(Selected text):

--------------------

We still haven't seen Trump's tax returns and now it's blindingly obvious why he'll never share them unless he's somehow forced to.
New York Times obtained a trove of documents from the Trump family business including tax returns dating back decades and found that virtually all of Trump's personal wealth was gained through fraud.
Now, that is not exactly how they put it, but it's close. Furthermore, they have the receipts.
According to the records they reviewed, Trump personally received over $400 million from his father and the Trump siblings together received over $1 billion while only paying taxes on about 5 percent of it. The overwhelming majority of the money was sheltered through fraudulent schemes or "outright fraud" as the New York Times put it.
Much of this money came to Mr. Trump because he helped his parents dodge taxes. He and his siblings set up a sham corporation to disguise millions of dollars in gifts from their parents, records and interviews show. Records indicate that Mr. Trump helped his father take improper tax deductions worth millions more. He also helped formulate a strategy to undervalue his parents’ real estate holdings by hundreds of millions of dollars on tax returns, sharply reducing the tax bill when those properties were transferred to him and his siblings.
These maneuvers met with little resistance from the Internal Revenue Service, The Times found. The president’s parents, Fred and Mary Trump, transferred well over $1 billion in wealth to their children, which could have produced a tax bill of at least $550 million under the 55 percent tax rate then imposed on gifts and inheritances.

--------------------

(Data):
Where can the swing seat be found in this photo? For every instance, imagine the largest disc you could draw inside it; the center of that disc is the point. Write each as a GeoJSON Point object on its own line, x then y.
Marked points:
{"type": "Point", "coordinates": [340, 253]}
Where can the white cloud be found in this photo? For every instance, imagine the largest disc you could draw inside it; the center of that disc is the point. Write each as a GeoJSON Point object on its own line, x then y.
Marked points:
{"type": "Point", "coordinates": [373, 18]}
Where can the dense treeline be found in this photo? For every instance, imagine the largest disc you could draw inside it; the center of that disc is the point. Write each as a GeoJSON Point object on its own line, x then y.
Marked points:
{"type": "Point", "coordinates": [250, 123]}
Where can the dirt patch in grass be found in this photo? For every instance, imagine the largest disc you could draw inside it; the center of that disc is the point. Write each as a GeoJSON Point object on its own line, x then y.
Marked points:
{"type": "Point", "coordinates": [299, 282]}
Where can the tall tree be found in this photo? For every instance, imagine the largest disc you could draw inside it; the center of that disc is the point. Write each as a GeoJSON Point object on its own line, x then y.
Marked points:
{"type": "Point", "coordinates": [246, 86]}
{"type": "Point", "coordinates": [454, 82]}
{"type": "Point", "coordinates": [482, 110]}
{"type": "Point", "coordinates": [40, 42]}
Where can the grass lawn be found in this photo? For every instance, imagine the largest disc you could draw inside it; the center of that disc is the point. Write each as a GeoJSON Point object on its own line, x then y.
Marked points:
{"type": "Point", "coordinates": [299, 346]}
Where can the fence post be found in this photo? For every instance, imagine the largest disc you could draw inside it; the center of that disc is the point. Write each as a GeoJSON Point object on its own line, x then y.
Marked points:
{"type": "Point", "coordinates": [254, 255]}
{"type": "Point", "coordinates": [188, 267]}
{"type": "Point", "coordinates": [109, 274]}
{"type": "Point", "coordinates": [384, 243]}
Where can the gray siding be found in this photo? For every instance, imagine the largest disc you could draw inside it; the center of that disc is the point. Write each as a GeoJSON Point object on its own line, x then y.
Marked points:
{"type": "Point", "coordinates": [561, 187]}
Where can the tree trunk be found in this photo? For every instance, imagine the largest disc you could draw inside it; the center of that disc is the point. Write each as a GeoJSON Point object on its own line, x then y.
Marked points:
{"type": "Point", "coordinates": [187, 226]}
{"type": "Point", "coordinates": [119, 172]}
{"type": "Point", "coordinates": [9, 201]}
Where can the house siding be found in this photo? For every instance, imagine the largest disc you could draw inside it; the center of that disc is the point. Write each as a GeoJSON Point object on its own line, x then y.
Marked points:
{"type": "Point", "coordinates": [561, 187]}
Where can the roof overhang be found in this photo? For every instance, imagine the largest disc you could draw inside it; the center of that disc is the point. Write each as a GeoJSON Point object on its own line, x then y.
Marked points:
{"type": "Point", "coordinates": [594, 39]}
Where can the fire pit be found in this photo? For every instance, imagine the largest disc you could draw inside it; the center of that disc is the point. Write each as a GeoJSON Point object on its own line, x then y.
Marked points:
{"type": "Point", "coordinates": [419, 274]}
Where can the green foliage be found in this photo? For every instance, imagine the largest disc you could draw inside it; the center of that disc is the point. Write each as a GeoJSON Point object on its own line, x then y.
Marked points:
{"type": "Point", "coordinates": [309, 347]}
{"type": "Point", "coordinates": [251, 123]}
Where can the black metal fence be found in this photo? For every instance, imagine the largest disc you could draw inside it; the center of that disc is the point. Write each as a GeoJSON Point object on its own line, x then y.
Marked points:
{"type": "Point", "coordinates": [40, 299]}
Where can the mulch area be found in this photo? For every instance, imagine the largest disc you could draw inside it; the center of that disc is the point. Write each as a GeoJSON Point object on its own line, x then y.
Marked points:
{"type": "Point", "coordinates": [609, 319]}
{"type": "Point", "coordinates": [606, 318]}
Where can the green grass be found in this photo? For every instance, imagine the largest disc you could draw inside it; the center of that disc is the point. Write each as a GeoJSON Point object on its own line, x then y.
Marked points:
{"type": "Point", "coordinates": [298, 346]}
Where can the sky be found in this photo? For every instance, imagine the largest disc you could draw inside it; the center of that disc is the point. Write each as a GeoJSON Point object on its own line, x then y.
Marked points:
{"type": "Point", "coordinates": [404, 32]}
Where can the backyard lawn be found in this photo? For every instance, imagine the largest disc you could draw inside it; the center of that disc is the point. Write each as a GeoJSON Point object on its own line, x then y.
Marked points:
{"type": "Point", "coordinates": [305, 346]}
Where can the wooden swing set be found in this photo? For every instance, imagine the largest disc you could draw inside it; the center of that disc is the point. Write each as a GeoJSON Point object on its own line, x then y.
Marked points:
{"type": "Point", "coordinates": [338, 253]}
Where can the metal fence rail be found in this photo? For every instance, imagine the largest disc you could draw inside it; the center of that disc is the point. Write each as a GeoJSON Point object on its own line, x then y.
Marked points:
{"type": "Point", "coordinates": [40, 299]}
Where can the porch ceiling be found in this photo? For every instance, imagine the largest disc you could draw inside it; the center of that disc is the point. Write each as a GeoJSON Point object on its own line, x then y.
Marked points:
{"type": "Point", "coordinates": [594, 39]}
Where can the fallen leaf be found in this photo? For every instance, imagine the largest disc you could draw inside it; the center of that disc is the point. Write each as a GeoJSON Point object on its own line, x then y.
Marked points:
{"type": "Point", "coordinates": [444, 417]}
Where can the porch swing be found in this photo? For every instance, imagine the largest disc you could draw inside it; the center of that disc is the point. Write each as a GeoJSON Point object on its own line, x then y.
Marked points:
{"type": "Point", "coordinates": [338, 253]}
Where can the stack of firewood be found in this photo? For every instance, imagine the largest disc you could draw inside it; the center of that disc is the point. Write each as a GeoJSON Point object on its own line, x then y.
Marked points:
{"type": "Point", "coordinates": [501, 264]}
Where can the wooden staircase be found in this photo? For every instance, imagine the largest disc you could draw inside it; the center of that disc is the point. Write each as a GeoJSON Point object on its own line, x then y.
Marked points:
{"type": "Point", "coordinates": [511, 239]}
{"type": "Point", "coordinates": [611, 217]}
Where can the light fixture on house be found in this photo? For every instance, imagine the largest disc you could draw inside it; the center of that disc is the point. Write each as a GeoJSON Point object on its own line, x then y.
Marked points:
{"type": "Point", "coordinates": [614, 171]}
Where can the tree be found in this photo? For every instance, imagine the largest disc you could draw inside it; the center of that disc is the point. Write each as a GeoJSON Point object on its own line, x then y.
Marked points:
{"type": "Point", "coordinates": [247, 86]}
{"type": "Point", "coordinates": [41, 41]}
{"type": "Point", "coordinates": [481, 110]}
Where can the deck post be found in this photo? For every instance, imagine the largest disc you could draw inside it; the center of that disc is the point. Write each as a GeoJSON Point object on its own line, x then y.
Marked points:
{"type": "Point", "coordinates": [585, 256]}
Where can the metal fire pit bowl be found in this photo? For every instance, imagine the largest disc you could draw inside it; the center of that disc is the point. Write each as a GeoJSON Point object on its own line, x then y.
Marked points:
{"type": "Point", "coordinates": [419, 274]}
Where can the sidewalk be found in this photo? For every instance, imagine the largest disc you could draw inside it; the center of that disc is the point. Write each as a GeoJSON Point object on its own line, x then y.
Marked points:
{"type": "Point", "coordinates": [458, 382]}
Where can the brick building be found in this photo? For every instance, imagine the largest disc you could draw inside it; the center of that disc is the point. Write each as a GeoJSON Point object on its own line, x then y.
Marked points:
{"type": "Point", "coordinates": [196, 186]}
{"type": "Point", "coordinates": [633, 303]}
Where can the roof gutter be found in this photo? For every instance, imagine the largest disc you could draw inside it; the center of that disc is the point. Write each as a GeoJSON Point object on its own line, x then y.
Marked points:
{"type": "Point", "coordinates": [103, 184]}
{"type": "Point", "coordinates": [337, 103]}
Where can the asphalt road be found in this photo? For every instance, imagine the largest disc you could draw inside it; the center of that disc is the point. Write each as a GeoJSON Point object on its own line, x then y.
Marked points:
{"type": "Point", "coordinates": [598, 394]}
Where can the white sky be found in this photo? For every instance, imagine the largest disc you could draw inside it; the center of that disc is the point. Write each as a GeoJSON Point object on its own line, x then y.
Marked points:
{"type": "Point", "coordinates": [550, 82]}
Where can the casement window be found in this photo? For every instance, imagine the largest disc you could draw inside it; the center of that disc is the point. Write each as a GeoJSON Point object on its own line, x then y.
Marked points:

--------------------

(Given task):
Carry the passage on Trump's tax returns forward from its final sentence. The lines have nothing to do with the passage on Trump's tax returns.

(Written response):
The Trumps paid a total of $52.2 million, or about 5 percent, tax records show.
More specifically, what kind of schemes are we talking about?
The most overt fraud was All County Building Supply & Maintenance, a company formed by the Trump family in 1992. All County’s ostensible purpose was to be the purchasing agent for Fred Trump’s buildings, buying everything from boilers to cleaning supplies. It did no such thing, records and interviews show. Instead All County siphoned millions of dollars from Fred Trump’s empire by simply marking up purchases already made by his employees. Those millions, effectively untaxed gifts, then flowed to All County’s owners — Donald Trump, his siblings and a cousin. Fred Trump then used the padded All County receipts to justify bigger rent increases for thousands of tenants.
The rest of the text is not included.